[Image region labeling rows]
———

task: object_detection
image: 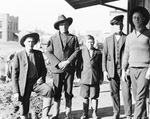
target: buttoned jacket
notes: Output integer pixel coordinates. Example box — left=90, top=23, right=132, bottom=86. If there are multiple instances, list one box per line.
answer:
left=12, top=50, right=47, bottom=96
left=102, top=34, right=126, bottom=78
left=77, top=47, right=103, bottom=85
left=46, top=32, right=79, bottom=73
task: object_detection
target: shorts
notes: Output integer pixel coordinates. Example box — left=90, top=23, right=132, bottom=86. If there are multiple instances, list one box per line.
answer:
left=80, top=84, right=100, bottom=99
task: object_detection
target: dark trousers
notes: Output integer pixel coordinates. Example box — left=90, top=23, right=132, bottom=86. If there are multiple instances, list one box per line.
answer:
left=121, top=77, right=132, bottom=116
left=130, top=68, right=149, bottom=119
left=53, top=72, right=74, bottom=101
left=110, top=73, right=120, bottom=114
left=20, top=82, right=53, bottom=115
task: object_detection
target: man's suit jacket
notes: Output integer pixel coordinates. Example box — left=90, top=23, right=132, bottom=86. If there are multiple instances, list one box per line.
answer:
left=12, top=50, right=47, bottom=96
left=77, top=47, right=103, bottom=85
left=46, top=32, right=79, bottom=73
left=102, top=34, right=126, bottom=78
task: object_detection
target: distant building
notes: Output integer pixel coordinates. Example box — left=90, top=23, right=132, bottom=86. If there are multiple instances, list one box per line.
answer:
left=0, top=14, right=19, bottom=41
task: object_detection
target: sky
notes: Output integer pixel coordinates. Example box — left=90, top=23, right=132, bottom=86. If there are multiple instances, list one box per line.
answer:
left=0, top=0, right=127, bottom=34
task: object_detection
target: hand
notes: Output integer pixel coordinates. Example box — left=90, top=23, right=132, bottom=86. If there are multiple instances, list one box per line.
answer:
left=145, top=68, right=150, bottom=80
left=76, top=78, right=81, bottom=83
left=58, top=60, right=70, bottom=70
left=104, top=71, right=110, bottom=81
left=99, top=80, right=103, bottom=85
left=36, top=77, right=43, bottom=85
left=122, top=69, right=128, bottom=82
left=13, top=93, right=19, bottom=101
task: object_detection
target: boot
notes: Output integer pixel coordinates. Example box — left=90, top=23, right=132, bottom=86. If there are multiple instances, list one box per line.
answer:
left=51, top=100, right=60, bottom=119
left=65, top=98, right=72, bottom=119
left=42, top=97, right=52, bottom=119
left=80, top=99, right=89, bottom=119
left=91, top=99, right=98, bottom=119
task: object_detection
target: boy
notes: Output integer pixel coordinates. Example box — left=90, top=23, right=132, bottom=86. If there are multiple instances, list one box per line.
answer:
left=77, top=35, right=103, bottom=119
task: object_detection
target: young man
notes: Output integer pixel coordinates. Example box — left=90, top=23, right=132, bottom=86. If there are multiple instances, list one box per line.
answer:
left=46, top=15, right=79, bottom=119
left=77, top=35, right=103, bottom=119
left=122, top=6, right=150, bottom=119
left=12, top=33, right=52, bottom=119
left=102, top=15, right=132, bottom=119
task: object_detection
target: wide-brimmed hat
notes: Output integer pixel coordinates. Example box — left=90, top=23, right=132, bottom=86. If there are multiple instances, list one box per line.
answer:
left=20, top=33, right=39, bottom=47
left=54, top=14, right=73, bottom=30
left=129, top=6, right=150, bottom=26
left=110, top=15, right=124, bottom=25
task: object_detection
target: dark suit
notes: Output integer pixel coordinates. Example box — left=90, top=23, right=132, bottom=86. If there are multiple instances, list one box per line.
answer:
left=102, top=34, right=132, bottom=115
left=46, top=32, right=79, bottom=100
left=12, top=50, right=52, bottom=115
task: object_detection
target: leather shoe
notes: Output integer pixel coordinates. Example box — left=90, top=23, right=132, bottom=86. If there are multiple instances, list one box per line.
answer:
left=126, top=116, right=132, bottom=119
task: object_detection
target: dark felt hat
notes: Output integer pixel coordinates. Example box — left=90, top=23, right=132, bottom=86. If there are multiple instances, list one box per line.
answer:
left=129, top=6, right=150, bottom=26
left=110, top=15, right=124, bottom=25
left=54, top=15, right=73, bottom=30
left=20, top=33, right=39, bottom=47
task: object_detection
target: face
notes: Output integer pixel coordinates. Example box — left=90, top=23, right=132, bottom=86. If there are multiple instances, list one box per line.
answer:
left=24, top=37, right=35, bottom=50
left=59, top=21, right=69, bottom=33
left=132, top=12, right=145, bottom=27
left=85, top=37, right=94, bottom=50
left=113, top=22, right=123, bottom=33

———

Exercise directions: Can you copy the rows starting at the first one and ending at the line that contains "left=80, top=84, right=100, bottom=99", changing "buttoned jacket" to "double-breasted jacket" and keeping everything else the same? Leave the pictures out.

The result:
task: object_detection
image: 
target: double-breasted jacket
notes: Output integer pixel coordinates. Example box — left=90, top=23, right=132, bottom=86. If there are multiple instances, list one box per line.
answer:
left=12, top=50, right=47, bottom=96
left=102, top=34, right=126, bottom=78
left=77, top=47, right=103, bottom=85
left=46, top=32, right=79, bottom=73
task: object_detection
target: shorts
notes: Output integer pixel coordinates. Example box — left=90, top=23, right=132, bottom=86. If there are multiple instances, list one box per line.
answer:
left=80, top=84, right=100, bottom=99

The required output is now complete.